Repeat word for word everything from the line containing "Roster-mapping task: tag the blurred" to the end of the listing, first and last lines included, and only that.

━━━ Stored data ━━━

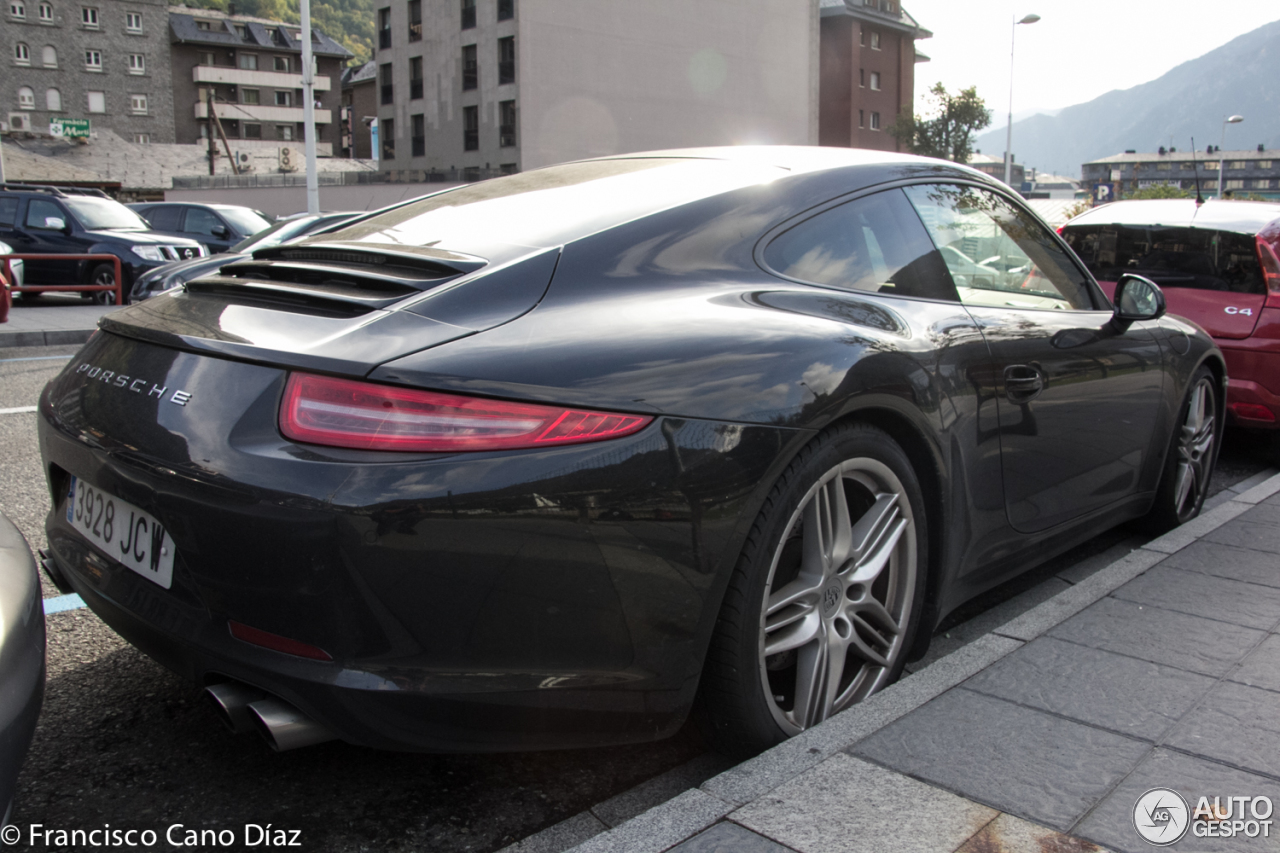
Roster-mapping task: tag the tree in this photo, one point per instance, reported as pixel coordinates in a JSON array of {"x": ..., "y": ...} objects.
[{"x": 949, "y": 133}]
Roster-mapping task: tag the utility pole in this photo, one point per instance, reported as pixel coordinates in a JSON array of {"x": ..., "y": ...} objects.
[{"x": 309, "y": 110}]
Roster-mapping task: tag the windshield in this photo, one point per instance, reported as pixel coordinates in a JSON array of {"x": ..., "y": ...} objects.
[
  {"x": 273, "y": 236},
  {"x": 104, "y": 213},
  {"x": 243, "y": 219}
]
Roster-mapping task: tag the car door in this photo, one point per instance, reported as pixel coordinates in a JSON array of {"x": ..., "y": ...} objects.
[{"x": 1079, "y": 401}]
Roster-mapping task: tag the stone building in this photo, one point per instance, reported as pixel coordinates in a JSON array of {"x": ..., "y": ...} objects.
[
  {"x": 254, "y": 69},
  {"x": 103, "y": 60}
]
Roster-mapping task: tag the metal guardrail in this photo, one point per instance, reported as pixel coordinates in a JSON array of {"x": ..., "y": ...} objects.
[{"x": 58, "y": 288}]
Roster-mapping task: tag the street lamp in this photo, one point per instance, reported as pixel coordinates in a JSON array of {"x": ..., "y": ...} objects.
[
  {"x": 1009, "y": 137},
  {"x": 1221, "y": 163}
]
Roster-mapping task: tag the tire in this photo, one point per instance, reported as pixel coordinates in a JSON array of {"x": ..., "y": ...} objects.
[
  {"x": 808, "y": 630},
  {"x": 1191, "y": 457},
  {"x": 105, "y": 274}
]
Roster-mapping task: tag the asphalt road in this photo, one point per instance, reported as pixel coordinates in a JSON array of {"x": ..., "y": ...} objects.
[{"x": 126, "y": 743}]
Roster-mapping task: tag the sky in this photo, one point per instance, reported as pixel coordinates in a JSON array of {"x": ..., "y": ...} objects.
[{"x": 1078, "y": 50}]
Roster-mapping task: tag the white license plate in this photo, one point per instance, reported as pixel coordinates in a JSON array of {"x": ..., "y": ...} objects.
[{"x": 124, "y": 532}]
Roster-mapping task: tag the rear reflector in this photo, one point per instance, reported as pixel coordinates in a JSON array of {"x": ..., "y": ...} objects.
[
  {"x": 342, "y": 413},
  {"x": 275, "y": 642},
  {"x": 1252, "y": 411}
]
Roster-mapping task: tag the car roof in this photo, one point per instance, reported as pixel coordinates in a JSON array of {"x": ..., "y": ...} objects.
[{"x": 1244, "y": 217}]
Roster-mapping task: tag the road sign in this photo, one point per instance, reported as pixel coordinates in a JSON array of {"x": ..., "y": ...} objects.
[{"x": 69, "y": 128}]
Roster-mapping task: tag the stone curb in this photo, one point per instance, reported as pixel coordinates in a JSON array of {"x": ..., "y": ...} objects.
[{"x": 666, "y": 825}]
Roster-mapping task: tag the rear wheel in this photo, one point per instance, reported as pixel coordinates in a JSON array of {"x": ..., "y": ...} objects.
[
  {"x": 1192, "y": 454},
  {"x": 826, "y": 598}
]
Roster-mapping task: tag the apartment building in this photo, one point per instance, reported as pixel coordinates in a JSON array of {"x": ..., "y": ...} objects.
[
  {"x": 252, "y": 67},
  {"x": 478, "y": 87},
  {"x": 868, "y": 71},
  {"x": 1246, "y": 173},
  {"x": 103, "y": 60}
]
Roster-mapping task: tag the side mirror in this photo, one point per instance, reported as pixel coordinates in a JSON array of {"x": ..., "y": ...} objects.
[{"x": 1137, "y": 299}]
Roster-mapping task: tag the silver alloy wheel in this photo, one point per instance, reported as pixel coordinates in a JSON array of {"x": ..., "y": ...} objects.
[
  {"x": 1194, "y": 448},
  {"x": 839, "y": 594}
]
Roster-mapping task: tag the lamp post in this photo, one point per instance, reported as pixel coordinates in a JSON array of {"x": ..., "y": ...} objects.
[
  {"x": 1221, "y": 163},
  {"x": 1009, "y": 137}
]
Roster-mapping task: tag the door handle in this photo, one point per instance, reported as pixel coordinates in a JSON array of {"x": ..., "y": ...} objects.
[{"x": 1023, "y": 382}]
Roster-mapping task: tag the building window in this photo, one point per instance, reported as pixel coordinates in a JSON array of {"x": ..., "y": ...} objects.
[
  {"x": 415, "y": 19},
  {"x": 470, "y": 68},
  {"x": 387, "y": 133},
  {"x": 419, "y": 136},
  {"x": 507, "y": 60},
  {"x": 385, "y": 73},
  {"x": 470, "y": 128},
  {"x": 415, "y": 77},
  {"x": 506, "y": 124},
  {"x": 384, "y": 28}
]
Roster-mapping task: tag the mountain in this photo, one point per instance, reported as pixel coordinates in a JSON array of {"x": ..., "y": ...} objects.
[
  {"x": 350, "y": 22},
  {"x": 1189, "y": 100}
]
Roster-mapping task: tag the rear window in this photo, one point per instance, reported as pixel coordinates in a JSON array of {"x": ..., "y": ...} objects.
[{"x": 1196, "y": 258}]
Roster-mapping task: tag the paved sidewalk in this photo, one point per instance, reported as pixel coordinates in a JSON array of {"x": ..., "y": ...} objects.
[
  {"x": 51, "y": 320},
  {"x": 1161, "y": 670}
]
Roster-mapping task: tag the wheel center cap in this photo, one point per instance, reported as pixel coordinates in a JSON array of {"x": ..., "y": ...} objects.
[{"x": 831, "y": 597}]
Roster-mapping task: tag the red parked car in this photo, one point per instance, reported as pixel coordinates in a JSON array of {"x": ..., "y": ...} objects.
[{"x": 1219, "y": 264}]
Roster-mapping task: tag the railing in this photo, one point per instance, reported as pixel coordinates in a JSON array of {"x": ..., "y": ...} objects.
[{"x": 64, "y": 288}]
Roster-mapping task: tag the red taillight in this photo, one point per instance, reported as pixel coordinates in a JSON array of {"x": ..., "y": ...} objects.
[
  {"x": 1270, "y": 272},
  {"x": 343, "y": 413},
  {"x": 275, "y": 642}
]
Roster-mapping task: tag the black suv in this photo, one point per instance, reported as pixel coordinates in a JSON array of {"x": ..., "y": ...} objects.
[{"x": 53, "y": 220}]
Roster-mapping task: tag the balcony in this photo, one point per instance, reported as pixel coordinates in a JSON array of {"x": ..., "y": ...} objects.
[
  {"x": 259, "y": 113},
  {"x": 242, "y": 77}
]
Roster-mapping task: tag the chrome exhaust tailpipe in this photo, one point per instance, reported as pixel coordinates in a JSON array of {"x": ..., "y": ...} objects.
[
  {"x": 284, "y": 726},
  {"x": 231, "y": 702}
]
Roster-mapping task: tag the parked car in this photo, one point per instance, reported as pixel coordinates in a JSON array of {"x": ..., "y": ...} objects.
[
  {"x": 53, "y": 220},
  {"x": 1219, "y": 265},
  {"x": 179, "y": 272},
  {"x": 22, "y": 658},
  {"x": 552, "y": 459},
  {"x": 218, "y": 227}
]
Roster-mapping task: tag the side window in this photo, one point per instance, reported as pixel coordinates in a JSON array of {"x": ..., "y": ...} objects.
[
  {"x": 39, "y": 210},
  {"x": 999, "y": 255},
  {"x": 201, "y": 222},
  {"x": 164, "y": 218},
  {"x": 874, "y": 243}
]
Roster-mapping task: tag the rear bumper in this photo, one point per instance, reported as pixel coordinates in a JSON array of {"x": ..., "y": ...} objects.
[{"x": 474, "y": 602}]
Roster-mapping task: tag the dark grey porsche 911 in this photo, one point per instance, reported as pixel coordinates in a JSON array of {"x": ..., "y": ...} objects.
[{"x": 554, "y": 459}]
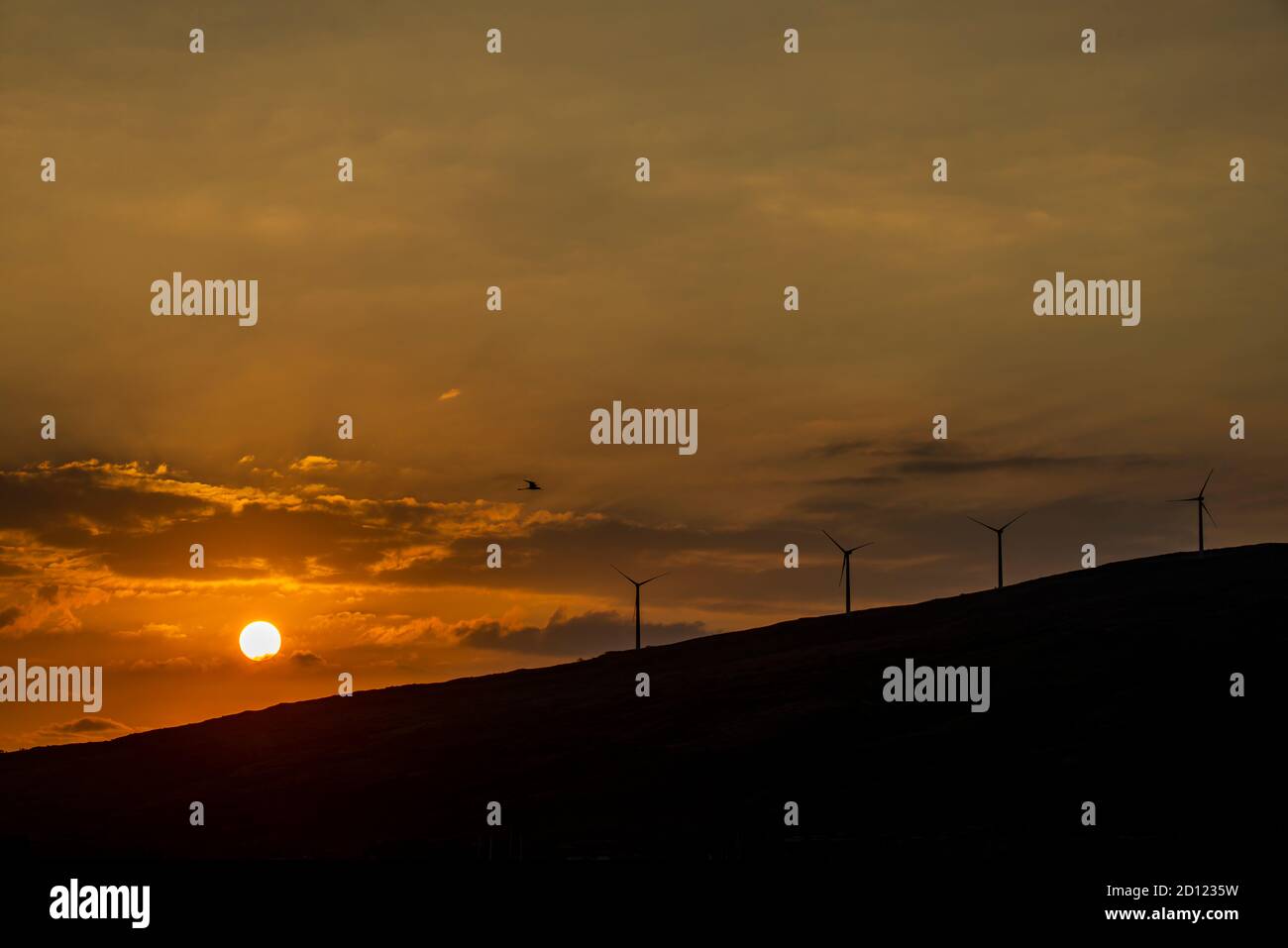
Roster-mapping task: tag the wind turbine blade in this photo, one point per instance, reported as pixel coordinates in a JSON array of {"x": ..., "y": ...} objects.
[{"x": 1013, "y": 520}]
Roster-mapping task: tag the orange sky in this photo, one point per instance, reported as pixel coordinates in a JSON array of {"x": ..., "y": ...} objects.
[{"x": 518, "y": 170}]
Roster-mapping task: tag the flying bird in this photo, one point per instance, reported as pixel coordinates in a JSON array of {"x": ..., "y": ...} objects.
[
  {"x": 1202, "y": 506},
  {"x": 636, "y": 584}
]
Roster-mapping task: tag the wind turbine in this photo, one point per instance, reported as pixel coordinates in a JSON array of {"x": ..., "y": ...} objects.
[
  {"x": 845, "y": 566},
  {"x": 999, "y": 531},
  {"x": 638, "y": 600},
  {"x": 1202, "y": 506}
]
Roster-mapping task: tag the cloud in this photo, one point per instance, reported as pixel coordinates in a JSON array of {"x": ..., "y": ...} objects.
[
  {"x": 81, "y": 729},
  {"x": 590, "y": 633}
]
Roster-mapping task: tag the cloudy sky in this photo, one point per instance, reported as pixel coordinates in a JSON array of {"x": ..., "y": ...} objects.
[{"x": 518, "y": 170}]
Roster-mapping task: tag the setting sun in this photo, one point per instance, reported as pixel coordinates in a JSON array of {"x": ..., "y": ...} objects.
[{"x": 261, "y": 640}]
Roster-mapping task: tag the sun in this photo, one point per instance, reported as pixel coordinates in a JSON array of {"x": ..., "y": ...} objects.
[{"x": 261, "y": 640}]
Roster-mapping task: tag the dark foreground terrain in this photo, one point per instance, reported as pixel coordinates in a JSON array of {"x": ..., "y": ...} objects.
[{"x": 1111, "y": 685}]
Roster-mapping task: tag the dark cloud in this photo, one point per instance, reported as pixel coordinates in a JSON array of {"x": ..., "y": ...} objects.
[{"x": 80, "y": 729}]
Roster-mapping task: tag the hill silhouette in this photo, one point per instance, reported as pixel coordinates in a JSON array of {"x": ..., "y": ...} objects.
[{"x": 1109, "y": 685}]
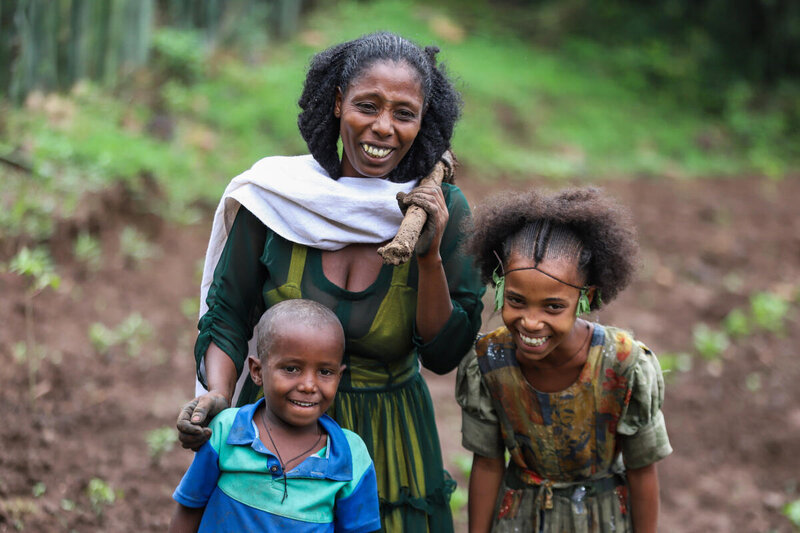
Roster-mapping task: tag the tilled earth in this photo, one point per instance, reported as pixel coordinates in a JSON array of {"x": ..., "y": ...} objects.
[{"x": 78, "y": 446}]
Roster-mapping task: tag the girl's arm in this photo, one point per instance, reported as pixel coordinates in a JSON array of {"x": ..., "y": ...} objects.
[
  {"x": 186, "y": 519},
  {"x": 643, "y": 484},
  {"x": 484, "y": 484}
]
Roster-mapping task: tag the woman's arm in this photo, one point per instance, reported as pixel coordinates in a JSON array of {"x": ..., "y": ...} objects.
[
  {"x": 484, "y": 484},
  {"x": 433, "y": 294},
  {"x": 186, "y": 519},
  {"x": 644, "y": 498},
  {"x": 449, "y": 289},
  {"x": 195, "y": 415},
  {"x": 234, "y": 305}
]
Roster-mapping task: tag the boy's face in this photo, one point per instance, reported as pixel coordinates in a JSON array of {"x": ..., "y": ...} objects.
[
  {"x": 538, "y": 310},
  {"x": 301, "y": 374}
]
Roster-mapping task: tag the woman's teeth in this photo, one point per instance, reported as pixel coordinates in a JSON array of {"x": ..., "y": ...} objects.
[
  {"x": 533, "y": 341},
  {"x": 374, "y": 151}
]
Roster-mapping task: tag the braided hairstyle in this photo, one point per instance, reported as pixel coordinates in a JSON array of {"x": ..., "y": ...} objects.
[
  {"x": 583, "y": 225},
  {"x": 341, "y": 65}
]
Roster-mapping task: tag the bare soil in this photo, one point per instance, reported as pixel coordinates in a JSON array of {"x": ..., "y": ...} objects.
[{"x": 707, "y": 246}]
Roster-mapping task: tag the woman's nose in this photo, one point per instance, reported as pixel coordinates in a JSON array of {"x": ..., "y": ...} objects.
[
  {"x": 382, "y": 125},
  {"x": 531, "y": 321}
]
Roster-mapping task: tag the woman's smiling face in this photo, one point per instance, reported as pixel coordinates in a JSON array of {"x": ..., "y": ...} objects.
[{"x": 380, "y": 115}]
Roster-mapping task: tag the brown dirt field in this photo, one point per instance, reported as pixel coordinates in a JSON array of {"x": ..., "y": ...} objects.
[{"x": 707, "y": 246}]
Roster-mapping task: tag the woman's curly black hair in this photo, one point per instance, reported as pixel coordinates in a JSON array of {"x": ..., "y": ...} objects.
[
  {"x": 341, "y": 65},
  {"x": 583, "y": 223}
]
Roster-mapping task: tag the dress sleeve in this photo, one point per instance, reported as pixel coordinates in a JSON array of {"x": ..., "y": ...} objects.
[
  {"x": 480, "y": 427},
  {"x": 235, "y": 301},
  {"x": 641, "y": 425},
  {"x": 443, "y": 353}
]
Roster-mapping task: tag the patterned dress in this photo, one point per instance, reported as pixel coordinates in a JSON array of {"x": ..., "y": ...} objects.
[
  {"x": 566, "y": 448},
  {"x": 382, "y": 396}
]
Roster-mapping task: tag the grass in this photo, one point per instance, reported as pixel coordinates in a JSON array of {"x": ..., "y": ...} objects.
[{"x": 561, "y": 113}]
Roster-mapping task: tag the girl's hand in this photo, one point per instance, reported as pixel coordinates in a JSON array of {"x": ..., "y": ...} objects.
[
  {"x": 431, "y": 199},
  {"x": 196, "y": 415}
]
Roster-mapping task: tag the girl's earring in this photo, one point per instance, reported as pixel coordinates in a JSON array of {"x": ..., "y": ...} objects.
[
  {"x": 583, "y": 304},
  {"x": 499, "y": 288}
]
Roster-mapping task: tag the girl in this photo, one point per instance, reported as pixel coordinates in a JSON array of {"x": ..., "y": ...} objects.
[{"x": 576, "y": 404}]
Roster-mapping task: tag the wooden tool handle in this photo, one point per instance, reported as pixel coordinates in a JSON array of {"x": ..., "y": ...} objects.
[{"x": 400, "y": 249}]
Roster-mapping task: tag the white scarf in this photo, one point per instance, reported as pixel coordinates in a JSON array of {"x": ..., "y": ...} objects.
[{"x": 297, "y": 199}]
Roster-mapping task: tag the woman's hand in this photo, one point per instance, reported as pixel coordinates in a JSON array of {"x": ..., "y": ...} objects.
[
  {"x": 430, "y": 199},
  {"x": 195, "y": 416}
]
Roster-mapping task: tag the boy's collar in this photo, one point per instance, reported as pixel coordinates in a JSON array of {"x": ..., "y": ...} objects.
[{"x": 337, "y": 463}]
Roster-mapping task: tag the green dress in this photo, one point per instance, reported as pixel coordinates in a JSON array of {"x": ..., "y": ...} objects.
[
  {"x": 382, "y": 396},
  {"x": 566, "y": 448}
]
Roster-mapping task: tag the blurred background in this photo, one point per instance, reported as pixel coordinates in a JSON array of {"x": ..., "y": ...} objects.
[{"x": 121, "y": 122}]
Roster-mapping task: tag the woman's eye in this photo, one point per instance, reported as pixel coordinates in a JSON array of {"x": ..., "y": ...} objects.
[
  {"x": 405, "y": 115},
  {"x": 513, "y": 300}
]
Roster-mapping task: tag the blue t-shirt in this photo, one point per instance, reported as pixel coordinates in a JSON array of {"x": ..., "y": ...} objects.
[{"x": 240, "y": 482}]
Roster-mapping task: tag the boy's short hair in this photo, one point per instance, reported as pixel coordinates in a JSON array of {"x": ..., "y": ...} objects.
[{"x": 298, "y": 311}]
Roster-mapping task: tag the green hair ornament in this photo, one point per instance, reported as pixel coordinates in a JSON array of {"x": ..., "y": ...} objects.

━━━

Exercise result
Roster-mapping task: tag the blurred background in this photo, one point per instance, reported as pixel coordinates in a JSON array of {"x": ..., "y": ...} objects.
[{"x": 121, "y": 122}]
Roster-mapping task: tag the woman's eye in this photo, one point per instance, reported as pixel coordinates in a JSON array of {"x": ..., "y": ...} objects.
[
  {"x": 405, "y": 115},
  {"x": 513, "y": 300}
]
Roster-mapping task: tag the blue t-shirt in this photo, one point per instance, reported as pixel coordinates in a JSON array of {"x": ..., "y": ...} objects.
[{"x": 240, "y": 482}]
Roster-mapping task: tag the boy's short hair in this photo, one point per instance, reported as pixel coordinates in a JSON array of {"x": ..., "y": ...} objects.
[{"x": 298, "y": 311}]
Roster-mapping task: tag the green hair ornament in this photo, one point per instance, reported as pixel coordinates in a JSON array of {"x": ..., "y": ...} objects.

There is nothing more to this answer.